* [DIRECTIVE 1]: Copy these entries line for line, starting at the line containing "Target: **camouflage cap**" and stopping after the line containing "79 80 L 182". Leave the pictures out of your copy.

* [SUPPLIED PASSAGE]:
..............................

FormTable: forms.csv

Name/Property Datatype Cardinality Description
ID string singlevalued

A unique identifier for a row in a table.

To allow usage of identifiers as path components of URLs IDs must only contain alphanumeric characters, underscore and hyphen.

Language_ID string singlevalued A reference to a language (or variety) the form belongs to
References LanguageTable
Parameter_ID string unspecified A reference to the meaning denoted by the form
References ParameterTable
Form string singlevalued The written expression of the form. If possible the transcription system used for the written form should be described in CLDF metadata (e.g. via adding a common property dc:conformsTo to the column description using concept URLs of the GOLD Ontology (such as phonemicRep or phoneticRep) as values).
Segments list of string (separated by ) multivalued

A list of segments (aka a sound sequence) is understood as the strict segmental representation of a form unit of a language, which is usually given in phonetic transcription. Suprasegmental elements, like tone or accent, of sound sequences are usually represented in a sequential form, although they are usually co-articulated along with the segmental elements of a sound sequence. Alternatively, suprasegmental aspects could also be represented as part of the prosodic structure of a word form.

..............................

* [PROVIDED DATA]:

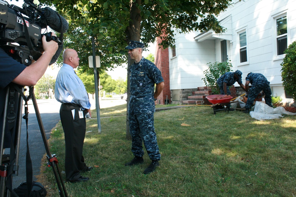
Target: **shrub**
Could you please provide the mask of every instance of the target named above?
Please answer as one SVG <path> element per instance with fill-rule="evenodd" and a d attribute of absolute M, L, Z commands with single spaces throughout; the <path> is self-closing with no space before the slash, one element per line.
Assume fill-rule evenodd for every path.
<path fill-rule="evenodd" d="M 281 102 L 282 100 L 283 99 L 280 97 L 271 97 L 272 105 L 276 108 L 283 106 L 283 103 Z"/>
<path fill-rule="evenodd" d="M 214 94 L 220 94 L 220 89 L 217 82 L 220 76 L 227 72 L 232 71 L 232 65 L 230 62 L 210 62 L 207 64 L 209 68 L 204 71 L 205 77 L 202 78 L 206 86 L 210 87 Z"/>
<path fill-rule="evenodd" d="M 296 41 L 289 46 L 285 53 L 286 56 L 281 64 L 283 86 L 287 93 L 293 95 L 295 100 L 296 100 Z"/>

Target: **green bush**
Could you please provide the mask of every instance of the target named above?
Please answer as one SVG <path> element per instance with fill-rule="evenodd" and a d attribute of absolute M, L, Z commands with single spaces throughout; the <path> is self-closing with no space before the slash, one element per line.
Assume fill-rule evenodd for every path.
<path fill-rule="evenodd" d="M 280 97 L 271 97 L 272 105 L 276 108 L 283 106 L 283 103 L 281 102 L 282 100 L 283 99 Z"/>
<path fill-rule="evenodd" d="M 286 56 L 281 66 L 283 86 L 288 94 L 296 100 L 296 41 L 290 44 L 285 51 Z"/>
<path fill-rule="evenodd" d="M 220 76 L 227 72 L 232 71 L 232 64 L 230 62 L 210 62 L 207 64 L 209 68 L 204 71 L 205 77 L 202 78 L 206 86 L 210 87 L 214 94 L 220 94 L 220 89 L 217 85 L 217 82 Z"/>

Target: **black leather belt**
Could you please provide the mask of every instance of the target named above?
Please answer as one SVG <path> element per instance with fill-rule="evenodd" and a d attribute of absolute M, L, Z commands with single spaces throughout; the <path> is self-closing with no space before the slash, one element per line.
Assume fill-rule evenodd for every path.
<path fill-rule="evenodd" d="M 70 106 L 73 106 L 73 107 L 80 107 L 80 105 L 79 105 L 78 104 L 75 104 L 75 103 L 68 103 L 64 102 L 62 104 L 63 105 L 70 105 Z"/>

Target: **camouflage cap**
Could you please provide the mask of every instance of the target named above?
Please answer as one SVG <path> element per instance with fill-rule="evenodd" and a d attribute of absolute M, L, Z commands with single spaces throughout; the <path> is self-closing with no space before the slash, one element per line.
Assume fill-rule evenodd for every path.
<path fill-rule="evenodd" d="M 234 74 L 237 75 L 237 76 L 239 78 L 240 78 L 242 79 L 242 73 L 240 71 L 239 71 L 238 70 L 237 70 L 236 71 L 234 72 Z"/>
<path fill-rule="evenodd" d="M 125 48 L 126 49 L 133 49 L 136 48 L 144 48 L 144 44 L 141 42 L 131 40 L 128 43 L 128 45 Z"/>

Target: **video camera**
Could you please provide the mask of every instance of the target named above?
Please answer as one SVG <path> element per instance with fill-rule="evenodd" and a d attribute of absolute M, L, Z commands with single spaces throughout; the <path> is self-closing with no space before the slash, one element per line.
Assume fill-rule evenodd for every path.
<path fill-rule="evenodd" d="M 63 34 L 68 27 L 67 20 L 56 11 L 41 7 L 36 0 L 25 0 L 22 8 L 0 0 L 0 47 L 27 66 L 42 55 L 44 35 L 48 42 L 53 40 L 59 44 L 49 65 L 54 63 L 63 49 Z M 41 33 L 42 29 L 46 28 L 47 32 L 48 25 L 60 33 L 59 38 L 52 37 L 51 32 Z"/>

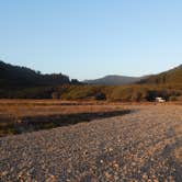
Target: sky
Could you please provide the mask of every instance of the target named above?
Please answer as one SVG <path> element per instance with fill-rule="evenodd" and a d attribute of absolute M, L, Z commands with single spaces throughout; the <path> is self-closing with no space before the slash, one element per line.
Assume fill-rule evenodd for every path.
<path fill-rule="evenodd" d="M 0 0 L 0 59 L 79 80 L 182 64 L 181 0 Z"/>

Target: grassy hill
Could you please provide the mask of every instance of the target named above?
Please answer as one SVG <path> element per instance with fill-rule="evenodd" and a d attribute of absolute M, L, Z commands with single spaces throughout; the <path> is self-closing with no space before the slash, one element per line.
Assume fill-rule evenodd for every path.
<path fill-rule="evenodd" d="M 0 98 L 106 101 L 182 100 L 182 66 L 125 86 L 80 84 L 64 75 L 42 75 L 0 62 Z"/>
<path fill-rule="evenodd" d="M 26 67 L 13 66 L 0 61 L 0 87 L 2 88 L 27 88 L 43 86 L 77 83 L 61 73 L 42 75 L 39 71 Z"/>
<path fill-rule="evenodd" d="M 84 83 L 100 84 L 100 86 L 122 86 L 134 83 L 141 80 L 139 77 L 125 77 L 125 76 L 105 76 L 95 80 L 84 80 Z"/>

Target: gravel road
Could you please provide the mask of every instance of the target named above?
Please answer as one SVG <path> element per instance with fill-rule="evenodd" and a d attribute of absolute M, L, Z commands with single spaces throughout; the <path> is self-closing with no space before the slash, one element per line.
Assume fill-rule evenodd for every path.
<path fill-rule="evenodd" d="M 0 181 L 182 182 L 182 106 L 0 138 Z"/>

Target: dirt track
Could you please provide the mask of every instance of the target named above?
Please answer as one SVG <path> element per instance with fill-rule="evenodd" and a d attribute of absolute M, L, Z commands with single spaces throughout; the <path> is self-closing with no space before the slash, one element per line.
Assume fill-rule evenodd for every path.
<path fill-rule="evenodd" d="M 182 181 L 182 106 L 0 138 L 0 181 Z M 150 179 L 150 180 L 149 180 Z"/>

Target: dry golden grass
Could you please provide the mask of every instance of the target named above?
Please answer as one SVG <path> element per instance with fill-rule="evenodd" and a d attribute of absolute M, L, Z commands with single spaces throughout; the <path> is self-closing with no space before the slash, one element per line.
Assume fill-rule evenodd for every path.
<path fill-rule="evenodd" d="M 125 112 L 128 110 L 118 103 L 0 100 L 0 136 L 89 122 Z"/>

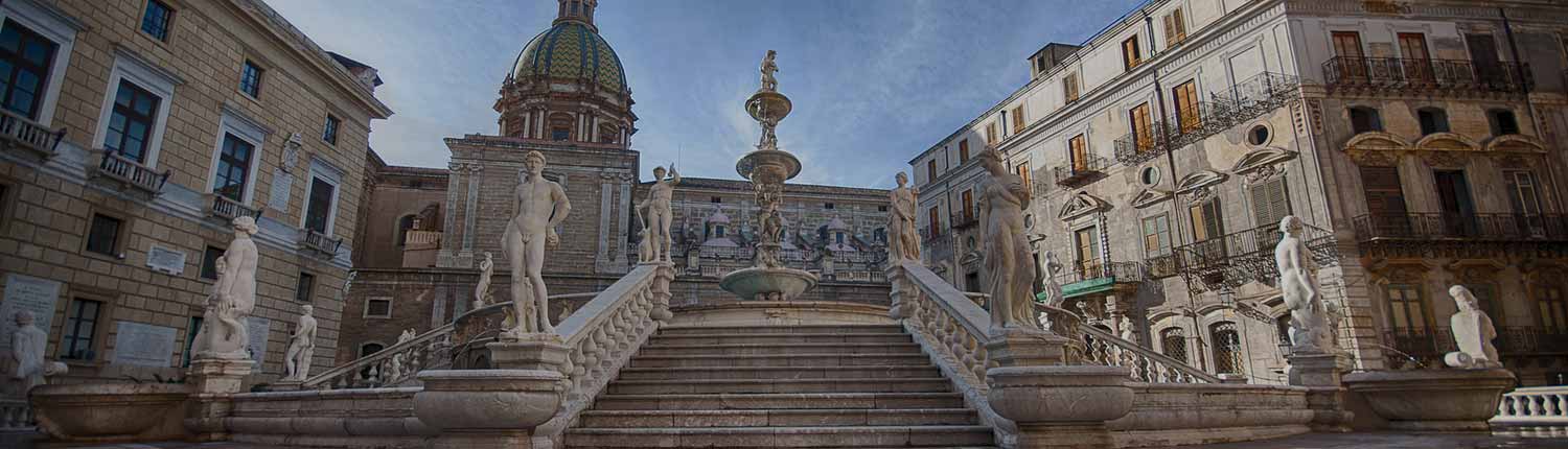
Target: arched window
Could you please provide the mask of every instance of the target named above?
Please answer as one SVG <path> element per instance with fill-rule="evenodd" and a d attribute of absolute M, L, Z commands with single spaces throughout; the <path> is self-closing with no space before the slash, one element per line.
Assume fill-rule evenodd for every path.
<path fill-rule="evenodd" d="M 1350 108 L 1350 130 L 1356 135 L 1383 130 L 1383 117 L 1367 106 Z"/>
<path fill-rule="evenodd" d="M 1439 108 L 1421 108 L 1416 110 L 1416 116 L 1421 119 L 1422 136 L 1449 131 L 1449 113 L 1444 113 Z"/>
<path fill-rule="evenodd" d="M 1242 335 L 1236 332 L 1236 322 L 1215 322 L 1209 325 L 1209 341 L 1214 344 L 1214 372 L 1242 372 Z"/>

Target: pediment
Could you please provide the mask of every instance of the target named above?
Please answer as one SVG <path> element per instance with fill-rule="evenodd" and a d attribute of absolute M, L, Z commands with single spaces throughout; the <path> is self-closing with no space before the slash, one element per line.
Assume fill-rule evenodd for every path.
<path fill-rule="evenodd" d="M 1062 213 L 1057 214 L 1062 221 L 1076 219 L 1091 213 L 1101 213 L 1110 210 L 1110 202 L 1101 197 L 1091 196 L 1088 192 L 1077 192 L 1068 199 L 1068 203 L 1062 207 Z"/>

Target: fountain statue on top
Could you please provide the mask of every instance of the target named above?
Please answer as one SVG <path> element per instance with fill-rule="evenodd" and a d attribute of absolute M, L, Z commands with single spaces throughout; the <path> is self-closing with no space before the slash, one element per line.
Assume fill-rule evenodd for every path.
<path fill-rule="evenodd" d="M 720 280 L 720 288 L 734 293 L 742 299 L 756 300 L 790 300 L 817 285 L 817 275 L 798 269 L 784 268 L 779 260 L 782 222 L 779 216 L 784 197 L 784 181 L 800 174 L 800 160 L 789 152 L 779 150 L 779 120 L 790 113 L 789 97 L 778 92 L 778 64 L 773 58 L 776 52 L 768 50 L 762 58 L 762 88 L 746 100 L 746 113 L 762 125 L 762 138 L 757 150 L 750 152 L 735 163 L 735 172 L 751 180 L 756 189 L 757 228 L 756 261 L 753 268 L 739 269 Z"/>

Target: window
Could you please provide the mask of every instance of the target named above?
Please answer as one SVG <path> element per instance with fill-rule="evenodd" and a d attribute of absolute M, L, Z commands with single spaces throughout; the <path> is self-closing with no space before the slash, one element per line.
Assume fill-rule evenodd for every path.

..............................

* [DIRECTIVE 2]: In the form table description, begin at the words "Segments list of" and stop after "a word form.". Give that passage again with "prosodic" swapped for "metrical".

* [FULL ANSWER 1]:
Target: **camouflage cap**
Could you please provide the mask of every instance of the target named above?
Please answer as one SVG <path> element per instance with fill-rule="evenodd" and a d attribute of absolute M, L, Z commands with single spaces throughout; the <path> is self-closing with no space before the slash, one element per line.
Assume fill-rule evenodd for every path.
<path fill-rule="evenodd" d="M 234 74 L 237 75 L 237 76 L 239 78 L 240 78 L 242 79 L 242 73 L 240 71 L 239 71 L 238 70 L 237 70 L 236 71 L 234 72 Z"/>
<path fill-rule="evenodd" d="M 125 48 L 126 49 L 133 49 L 136 48 L 144 48 L 144 44 L 141 42 L 131 40 L 128 43 L 128 45 Z"/>

Target: **video camera**
Could you please provide the mask of every instance of the target named above?
Please answer as one SVG <path> element per instance with fill-rule="evenodd" and a d attribute of absolute M, L, Z commands with single spaces throughout; the <path> is self-closing with no space before the slash, one element per line.
Assume fill-rule evenodd for every path.
<path fill-rule="evenodd" d="M 63 34 L 68 27 L 67 20 L 56 11 L 41 7 L 36 0 L 25 0 L 22 8 L 0 0 L 0 47 L 27 66 L 42 55 L 44 35 L 48 42 L 53 40 L 59 44 L 49 65 L 54 63 L 63 49 Z M 41 33 L 42 29 L 46 28 L 47 32 L 48 25 L 60 33 L 59 38 L 52 37 L 51 32 Z"/>

Target: sky
Could you please provide the mask of every instance of the target named above?
Please answer as one SVG <path> element per instance with fill-rule="evenodd" and a d attribute of absolute M, L, Z commands with single spaces throughout; the <path> is self-closing with no space before the slash, one element per line.
Assume fill-rule evenodd for every path.
<path fill-rule="evenodd" d="M 0 0 L 0 59 L 79 80 L 182 64 L 181 0 Z"/>

* [FULL ANSWER 2]:
Segments list of string (separated by ) multivalued

A list of segments (aka a sound sequence) is understood as the strict segmental representation of a form unit of a language, which is usually given in phonetic transcription. Suprasegmental elements, like tone or accent, of sound sequences are usually represented in a sequential form, although they are usually co-articulated along with the segmental elements of a sound sequence. Alternatively, suprasegmental aspects could also be represented as part of the metrical structure of a word form.